## Document passage
________________________

For the third time in four years, the New Jersey Audubon Stewardship Department has won the prestigious “Firman E. Bear Ecological Excellence Award,” given by the New Jersey Chapter of the Soil and Water Conservation Society in partnership with Pinelands Nursery. The award recognizes excellence in an ecological restoration project that implements unique soil and water conservation practices with innovative habitat enhancements.
In addition, the same project has been awarded the “Excellence Water Resources Award” given by the New Jersey Section of the American Water Resources Association (NJ-AWRA). The Excellence Award recognizes projects that advance water resources research, planning, development, management and education.
New Jersey Audubon’s use of bulrush on the project to address both a water resource concern and a critical habitat concern is a great example of efficient collaborative conservation intervention that is part of the Delaware River Watershed Initiative, an unprecedented collaboration supported by the William Penn Foundation and the National Fish and Wildlife Foundation.
Working together, New Jersey Audubon, the Sussex County Municipal Utilities Authority/Wallkill River Watershed Management Group (SCMUA-WRWMG) and the New Jersey Youth Corps of Phillipsburg planted more than 10,000 native plants along a tributary of the Paulin’s Kill River that runs through an active farm pasture in the Delaware River Watershed.
The choice of plants is a careful balance. The plantings must help improve water quality and control soil erosion, but also must be compatible with the needs of native species and their habitats. For example, the use of trees and other woody vegetation, which would typically be used for bank stabilization, are not always compatible with some native species habitats, such as that of the federally-listed bog turtle.
“Trees and other woody vegetation are not always the answer for riparian restorations, you have to consider the habitat needs of the species living there, so for this project the type of plant we used at the site was dark green bulrush,” explained John Parke, Stewardship Project Director of New Jersey Audubon. “Bulrush is a native plant that is commonly found in bog turtle habitat in this region. By planting it along the banks of the stream it not only helps stabilize the stream banks and prevent soil erosion but it also provides important food and cover for wildlife. Although bulrush can be grazed and is not harmful for livestock, it is not preferred by livestock. Thus livestock tend to leave it alone and in doing so, the area that was planted with bulrush allowed the native seed bank to grow naturally which improved biodiversity, habitat and general wetland function on site. Additionally, bulrush naturally removes excess phosphorus from water, through its root system. This use of a plant to remove the excess nutrient pollution is termed phytoremediation.”
Excess phosphorus is a major part of nutrient pollution, which according to the US EPA, is “one of America’s most widespread, costly and challenging environmental problems.” Although, phosphorous is a natural and essential part of ecosystems, too much can pollute the water by leading algae to grow faster than ecosystems can handle. Excess algae can harm water quality by decreasing the oxygen that fish and other aquatic life need to survive. Additionally, significant increases of algae in our water can also impact human health, food resources, and thus impact a region’s economy.

________________________

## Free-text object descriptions
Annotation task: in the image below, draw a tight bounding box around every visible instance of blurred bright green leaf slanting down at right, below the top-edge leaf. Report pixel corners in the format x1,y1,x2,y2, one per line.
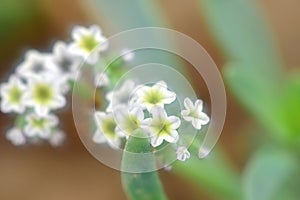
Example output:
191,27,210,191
224,63,287,141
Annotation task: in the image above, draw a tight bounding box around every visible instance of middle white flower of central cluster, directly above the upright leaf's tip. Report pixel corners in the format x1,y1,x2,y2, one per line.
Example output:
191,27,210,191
114,107,144,136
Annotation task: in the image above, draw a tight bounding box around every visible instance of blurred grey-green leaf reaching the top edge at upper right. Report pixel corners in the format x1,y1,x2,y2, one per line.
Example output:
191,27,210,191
200,0,282,71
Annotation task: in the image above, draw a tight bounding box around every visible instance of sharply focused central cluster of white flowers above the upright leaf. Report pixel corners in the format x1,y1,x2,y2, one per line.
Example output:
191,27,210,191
93,80,209,161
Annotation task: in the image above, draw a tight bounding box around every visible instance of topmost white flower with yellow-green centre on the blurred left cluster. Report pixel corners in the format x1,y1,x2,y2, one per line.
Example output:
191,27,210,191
70,25,108,64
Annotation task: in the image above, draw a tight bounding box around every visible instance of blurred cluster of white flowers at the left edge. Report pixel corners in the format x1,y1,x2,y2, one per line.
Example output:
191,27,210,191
0,25,107,146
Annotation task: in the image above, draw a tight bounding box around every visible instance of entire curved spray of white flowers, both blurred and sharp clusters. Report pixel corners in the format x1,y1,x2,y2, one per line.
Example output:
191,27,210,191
0,25,209,164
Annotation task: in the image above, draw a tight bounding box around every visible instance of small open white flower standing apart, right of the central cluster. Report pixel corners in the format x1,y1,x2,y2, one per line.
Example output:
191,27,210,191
181,98,209,130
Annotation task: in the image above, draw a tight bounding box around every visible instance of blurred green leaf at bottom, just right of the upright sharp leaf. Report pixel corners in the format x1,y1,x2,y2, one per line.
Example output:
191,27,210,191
173,146,242,200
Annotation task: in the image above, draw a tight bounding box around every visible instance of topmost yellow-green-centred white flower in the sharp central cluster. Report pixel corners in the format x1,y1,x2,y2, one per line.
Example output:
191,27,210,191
135,81,176,111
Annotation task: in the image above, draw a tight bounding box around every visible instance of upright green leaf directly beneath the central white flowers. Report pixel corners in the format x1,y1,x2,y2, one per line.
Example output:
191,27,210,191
122,132,167,200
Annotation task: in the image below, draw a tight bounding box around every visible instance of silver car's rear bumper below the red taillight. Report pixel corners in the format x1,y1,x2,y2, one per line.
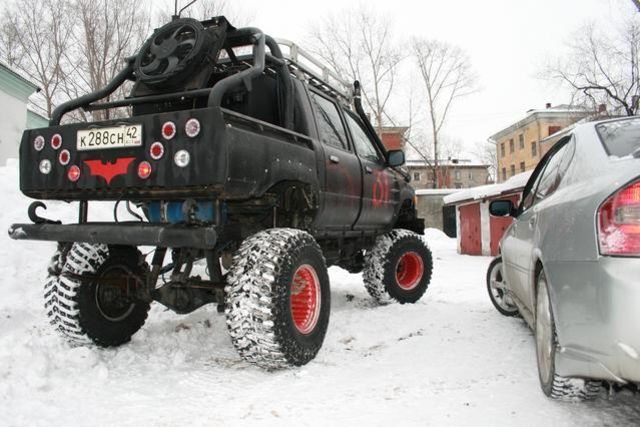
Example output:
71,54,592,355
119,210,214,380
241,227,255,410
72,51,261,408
545,257,640,383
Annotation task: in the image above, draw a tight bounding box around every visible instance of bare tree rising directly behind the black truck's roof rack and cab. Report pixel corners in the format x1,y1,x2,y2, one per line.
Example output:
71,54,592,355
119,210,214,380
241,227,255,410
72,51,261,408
309,6,402,133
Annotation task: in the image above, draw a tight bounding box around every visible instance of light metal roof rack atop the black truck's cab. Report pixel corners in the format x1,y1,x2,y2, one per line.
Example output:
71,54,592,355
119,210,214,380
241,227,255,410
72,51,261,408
275,39,353,105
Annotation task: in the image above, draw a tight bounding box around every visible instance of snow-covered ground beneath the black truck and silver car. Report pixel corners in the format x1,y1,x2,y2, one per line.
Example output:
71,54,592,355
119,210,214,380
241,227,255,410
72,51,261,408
0,164,640,426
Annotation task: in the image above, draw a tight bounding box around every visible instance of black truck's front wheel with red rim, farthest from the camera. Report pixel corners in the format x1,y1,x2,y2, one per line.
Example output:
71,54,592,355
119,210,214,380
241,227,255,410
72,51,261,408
362,229,433,304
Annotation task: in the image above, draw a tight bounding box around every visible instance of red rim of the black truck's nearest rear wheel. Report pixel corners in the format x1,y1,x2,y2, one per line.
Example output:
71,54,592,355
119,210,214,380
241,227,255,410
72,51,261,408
291,264,321,335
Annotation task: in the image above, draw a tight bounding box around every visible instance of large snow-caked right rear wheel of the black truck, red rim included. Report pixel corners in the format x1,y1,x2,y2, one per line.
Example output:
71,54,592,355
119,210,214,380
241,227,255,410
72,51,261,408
225,228,331,370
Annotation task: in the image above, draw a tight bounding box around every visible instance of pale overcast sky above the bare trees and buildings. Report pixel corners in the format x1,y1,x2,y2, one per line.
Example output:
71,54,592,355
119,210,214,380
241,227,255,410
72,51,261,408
204,0,637,159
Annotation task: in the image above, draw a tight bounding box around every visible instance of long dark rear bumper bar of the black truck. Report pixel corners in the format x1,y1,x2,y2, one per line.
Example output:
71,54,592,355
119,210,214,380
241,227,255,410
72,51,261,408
9,222,218,249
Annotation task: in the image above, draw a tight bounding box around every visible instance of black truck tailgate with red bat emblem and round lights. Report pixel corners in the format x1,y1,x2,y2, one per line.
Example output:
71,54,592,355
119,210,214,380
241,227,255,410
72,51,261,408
20,108,227,200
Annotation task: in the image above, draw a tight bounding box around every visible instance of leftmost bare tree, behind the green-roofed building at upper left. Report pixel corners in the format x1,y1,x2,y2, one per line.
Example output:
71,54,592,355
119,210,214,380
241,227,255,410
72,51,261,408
0,0,73,115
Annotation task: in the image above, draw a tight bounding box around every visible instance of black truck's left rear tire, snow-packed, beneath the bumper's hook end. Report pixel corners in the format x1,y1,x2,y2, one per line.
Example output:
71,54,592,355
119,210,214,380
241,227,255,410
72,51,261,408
44,243,150,347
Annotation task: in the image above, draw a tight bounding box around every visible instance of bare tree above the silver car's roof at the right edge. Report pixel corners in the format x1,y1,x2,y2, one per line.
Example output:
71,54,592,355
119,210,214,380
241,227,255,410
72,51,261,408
544,14,640,116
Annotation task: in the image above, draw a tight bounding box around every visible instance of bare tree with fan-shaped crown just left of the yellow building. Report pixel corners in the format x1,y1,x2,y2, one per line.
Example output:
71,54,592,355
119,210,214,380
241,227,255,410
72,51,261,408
411,38,476,188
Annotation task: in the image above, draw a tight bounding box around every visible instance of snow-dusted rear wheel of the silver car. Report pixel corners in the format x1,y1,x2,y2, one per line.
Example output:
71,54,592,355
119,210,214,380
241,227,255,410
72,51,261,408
535,271,602,401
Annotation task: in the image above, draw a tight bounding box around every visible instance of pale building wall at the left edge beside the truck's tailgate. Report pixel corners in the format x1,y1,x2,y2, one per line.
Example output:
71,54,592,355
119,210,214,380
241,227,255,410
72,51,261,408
0,91,27,166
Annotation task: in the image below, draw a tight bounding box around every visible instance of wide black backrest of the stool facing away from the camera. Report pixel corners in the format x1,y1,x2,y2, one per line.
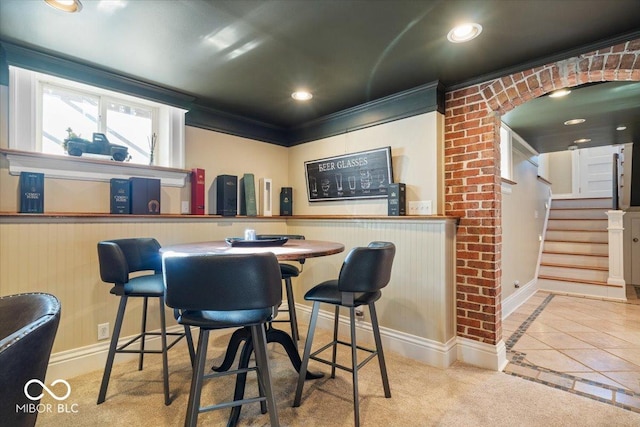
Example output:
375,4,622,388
163,252,282,311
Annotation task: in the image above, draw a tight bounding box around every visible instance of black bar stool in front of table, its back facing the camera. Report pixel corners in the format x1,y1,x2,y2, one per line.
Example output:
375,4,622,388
163,252,282,427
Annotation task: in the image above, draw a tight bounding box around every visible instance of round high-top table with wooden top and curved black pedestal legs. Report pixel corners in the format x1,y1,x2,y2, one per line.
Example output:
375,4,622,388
160,239,344,426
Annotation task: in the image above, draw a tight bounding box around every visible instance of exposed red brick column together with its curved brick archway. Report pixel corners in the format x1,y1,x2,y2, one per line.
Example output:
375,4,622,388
445,40,640,344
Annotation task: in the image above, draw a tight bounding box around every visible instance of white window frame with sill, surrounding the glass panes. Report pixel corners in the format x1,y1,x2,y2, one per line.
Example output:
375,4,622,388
5,66,188,187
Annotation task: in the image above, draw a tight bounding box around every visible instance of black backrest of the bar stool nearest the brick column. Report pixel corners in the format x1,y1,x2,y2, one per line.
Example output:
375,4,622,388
338,242,396,292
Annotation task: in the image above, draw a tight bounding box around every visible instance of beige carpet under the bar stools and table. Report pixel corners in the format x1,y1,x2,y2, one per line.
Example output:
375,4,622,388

________________________

## Task requirements
Write the next part of the article about New Jersey Audubon's award-winning bulrush planting project, starting after its final sentence. The listing was taken from a separate source and has no connection to the article.

## The answer
“New Jersey Audubon has a long history of doing good ecological work, in partnership with other organizations, that encourages similar projects elsewhere,” added Tom Drewes, retired former State Conservationist of New Jersey for U.S. Department of Agriculture’s, Natural Resources Conservation Service (NRCS) and coordinator of the Firman award judging. “Our Soil and Water Conservation Society Chapter, in collaboration with Pinelands Nursery, is happy to provide this award in recognition of their accomplishment.”
“Not only did NJ Audubon’s project address phosphorous loading in the bog turtle habitat, which in itself is an important water quality improvement,” says Rebecca Traylor, Secretary of the NJ-AWRA and an award judge, “it exposed young adults to water resources careers and practical science with hands-on experience by engaging the New Jersey Youth Corps. The project truly epitomizes our mission.”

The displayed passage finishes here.